◆ Document segment:

···

Manage Apache Iceberg Catalog

After you create an Apache Iceberg catalog, you can discover and use Iceberg tables stored in Amazon S3 directly from Flink SQL in Ververica Cloud. This topic shows how to create, verify, use, and delete Iceberg catalogs.

Supported Version: VERA Engine 4.3

Background Information

Iceberg uses a catalog backend to resolve table metadata (namespaces/databases and tables). Ververica Cloud supports Iceberg catalogs backed by:

AWS Glue Data Catalog: Recommended when you want a managed metastore.
Hadoop catalog (catalog-type = 'hadoop'): A directory or warehouse-based catalog without an external metastore.

Prerequisites

Before you create an Iceberg catalog, ensure you have the following:

An S3 bucket and a dedicated prefix to use as the Iceberg warehouse.
Network access or a private connection and IAM permissions to access S3. For more information, see Amazon S3.
If you use AWS Glue as the catalog backend, you need IAM permissions to access AWS Glue and network access to Glue endpoints.

Create an Iceberg Catalog

You can create catalogs in the SQL Editor using the CREATE CATALOG statement.

Create a Glue Catalog

To create a Glue catalog, execute the following statement:

CREATE CATALOG iceberg_glue_catalog WITH (
  'type'         = 'iceberg',
  'catalog-impl' = 'org.apache.iceberg.aws.glue.GlueCatalog',
  'io-impl'      = 'org.apache.iceberg.aws.s3.S3FileIO',
  'warehouse'    = 's3://<your-bucket>/<your-prefix>/iceberg-glue-catalog/'
);

Create a Hadoop Catalog

Use a Hadoop catalog when you want a warehouse-based catalog without an external metastore. For S3-backed warehouses in Ververica Cloud, use s3a:// and set the S3A filesystem adapter.

To create a Hadoop catalog, execute the following statement:

CREATE CATALOG iceberg_hadoop_catalog WITH (
  'type'               = 'iceberg',
  'catalog-type'       = 'hadoop',
  'warehouse'          = 's3a://<your-bucket>/<your-prefix>/iceberg-hadoop-catalog/',
  -- FileIO (choose one)

···

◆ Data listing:

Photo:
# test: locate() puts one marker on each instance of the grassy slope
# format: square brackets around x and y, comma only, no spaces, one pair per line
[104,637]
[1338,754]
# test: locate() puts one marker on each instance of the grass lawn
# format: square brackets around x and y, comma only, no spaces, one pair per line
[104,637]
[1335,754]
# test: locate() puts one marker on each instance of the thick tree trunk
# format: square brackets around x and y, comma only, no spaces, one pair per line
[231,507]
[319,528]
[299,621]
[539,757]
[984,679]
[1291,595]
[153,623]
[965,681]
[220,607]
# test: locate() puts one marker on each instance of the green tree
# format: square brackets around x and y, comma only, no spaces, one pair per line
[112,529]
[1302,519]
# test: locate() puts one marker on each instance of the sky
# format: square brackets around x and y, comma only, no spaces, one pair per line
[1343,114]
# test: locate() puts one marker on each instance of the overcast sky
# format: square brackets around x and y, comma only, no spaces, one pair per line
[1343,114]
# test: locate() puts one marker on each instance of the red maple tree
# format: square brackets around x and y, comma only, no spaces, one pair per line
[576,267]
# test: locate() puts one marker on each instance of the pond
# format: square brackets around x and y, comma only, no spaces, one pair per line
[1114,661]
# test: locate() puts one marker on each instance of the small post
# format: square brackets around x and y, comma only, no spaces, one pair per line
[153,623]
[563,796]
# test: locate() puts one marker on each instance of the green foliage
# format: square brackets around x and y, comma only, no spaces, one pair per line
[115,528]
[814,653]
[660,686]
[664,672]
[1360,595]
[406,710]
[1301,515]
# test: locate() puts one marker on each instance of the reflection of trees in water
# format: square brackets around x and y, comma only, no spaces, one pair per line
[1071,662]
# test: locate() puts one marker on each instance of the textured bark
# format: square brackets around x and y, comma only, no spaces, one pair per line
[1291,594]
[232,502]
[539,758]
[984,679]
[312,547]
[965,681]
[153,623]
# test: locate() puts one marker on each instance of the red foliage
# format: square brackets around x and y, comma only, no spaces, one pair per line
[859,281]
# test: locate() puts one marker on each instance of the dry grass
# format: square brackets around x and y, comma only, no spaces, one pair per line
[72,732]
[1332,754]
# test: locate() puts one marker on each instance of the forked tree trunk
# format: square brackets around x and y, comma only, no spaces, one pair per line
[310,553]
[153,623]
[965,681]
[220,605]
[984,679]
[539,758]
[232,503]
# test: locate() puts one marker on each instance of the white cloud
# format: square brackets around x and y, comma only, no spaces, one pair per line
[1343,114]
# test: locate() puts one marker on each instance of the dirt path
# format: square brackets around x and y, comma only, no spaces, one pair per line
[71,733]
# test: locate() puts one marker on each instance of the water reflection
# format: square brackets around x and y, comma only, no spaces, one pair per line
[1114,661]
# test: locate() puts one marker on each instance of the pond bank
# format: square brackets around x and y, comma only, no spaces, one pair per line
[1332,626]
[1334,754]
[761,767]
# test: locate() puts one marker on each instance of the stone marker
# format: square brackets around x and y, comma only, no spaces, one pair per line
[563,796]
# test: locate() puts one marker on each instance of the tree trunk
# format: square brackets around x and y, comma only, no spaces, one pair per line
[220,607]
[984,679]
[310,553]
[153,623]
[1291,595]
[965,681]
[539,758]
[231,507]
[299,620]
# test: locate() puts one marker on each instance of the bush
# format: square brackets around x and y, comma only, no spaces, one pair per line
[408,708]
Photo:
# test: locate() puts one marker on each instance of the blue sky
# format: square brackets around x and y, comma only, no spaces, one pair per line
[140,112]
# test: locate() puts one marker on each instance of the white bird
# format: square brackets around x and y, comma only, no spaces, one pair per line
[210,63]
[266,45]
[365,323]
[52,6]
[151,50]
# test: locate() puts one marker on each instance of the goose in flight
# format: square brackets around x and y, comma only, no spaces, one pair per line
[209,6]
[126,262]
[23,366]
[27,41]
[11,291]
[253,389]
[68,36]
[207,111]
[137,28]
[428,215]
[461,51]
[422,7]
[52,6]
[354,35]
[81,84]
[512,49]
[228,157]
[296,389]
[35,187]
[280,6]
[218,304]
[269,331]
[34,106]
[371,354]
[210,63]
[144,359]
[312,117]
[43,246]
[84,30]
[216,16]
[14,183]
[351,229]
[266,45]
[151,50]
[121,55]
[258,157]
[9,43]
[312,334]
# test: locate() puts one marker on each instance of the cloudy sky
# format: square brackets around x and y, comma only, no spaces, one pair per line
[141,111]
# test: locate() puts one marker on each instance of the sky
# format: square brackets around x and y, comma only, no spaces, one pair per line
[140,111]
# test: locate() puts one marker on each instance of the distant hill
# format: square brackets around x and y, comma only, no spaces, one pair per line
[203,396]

···

Proceed with the Iceberg catalog document from its final line, the "-- FileIO (choose one)" comment inside the Hadoop CREATE CATALOG statement.

  'io-impl'            = 'org.apache.iceberg.hadoop.HadoopFileIO', -- recommended with s3a://
  -- 'io-impl'         = 'org.apache.iceberg.aws.s3.S3FileIO',
  -- Required for s3a:// warehouses on Ververica Cloud
  'hadoop.fs.s3a.impl' = 'com.ververica.connectors.iceberg.fs.HadoopFileSystemAdapter'
);

Verify and Browse Catalogs

After you create a catalog, you can verify and browse it using the following commands:

SHOW CATALOGS;
USE CATALOG iceberg_glue_catalog;   -- or iceberg_hadoop_catalog
SHOW DATABASES;
SHOW TABLES;

Create and Use Databases and Tables

Iceberg catalogs support CREATE DATABASE and CREATE TABLE statements. Use fully qualified identifiers in the format <catalog>.<database>.<table>.

Create a Database

To create a database, execute the following statement:

CREATE DATABASE IF NOT EXISTS iceberg_glue_catalog.test_db;

Create a Table

To create a table, execute the following statement:

CREATE TABLE IF NOT EXISTS iceberg_glue_catalog.test_db.test_table (
  name STRING,
  age  INT
);

Write to a Table

The following example uses the DataGen connector to write data to an Iceberg table:

CREATE TEMPORARY TABLE datagen (
  name STRING,
  age  INT
) WITH (
  'connector'        = 'datagen',
  'rows-per-second'  = '10',
  'number-of-rows'   = '100'
);

INSERT INTO iceberg_glue_catalog.test_db.test_table
SELECT name, age FROM datagen;

Read From a Table

To read data from an Iceberg table, execute the following statement:

SELECT * FROM iceberg_glue_catalog.test_db.test_table;

End-to-End Examples

Example 1: Datagen to Iceberg (Glue catalog)

CREATE CATALOG iceberg_glue_catalog WITH (
  'type'         = 'iceberg',
  'catalog-impl' = 'org.apache.iceberg.aws.glue.GlueCatalog',
  'io-impl'      = 'org.apache.iceberg.aws.s3.S3FileIO',
  'warehouse'    = 's3://<your-bucket>/<your-prefix>/iceberg-glue-catalog/'
);

CREATE DATABASE IF NOT EXISTS iceberg_glue_catalog.test_db;

CREATE TABLE IF NOT EXISTS iceberg_glue_catalog.test_db.test_table (
  name STRING,
  age  INT
);

CREATE TEMPORARY TABLE datagen (
  name STRING,
  age  INT
) WITH (
  'connector'        = 'datagen',
  'rows-per-second'  = '10',
  'number-of-rows'   = '100'
);

INSERT INTO iceberg_glue_catalog.test_db.test_table
SELECT name, age FROM datagen;

Example 2: Datagen to Iceberg (Hadoop catalog)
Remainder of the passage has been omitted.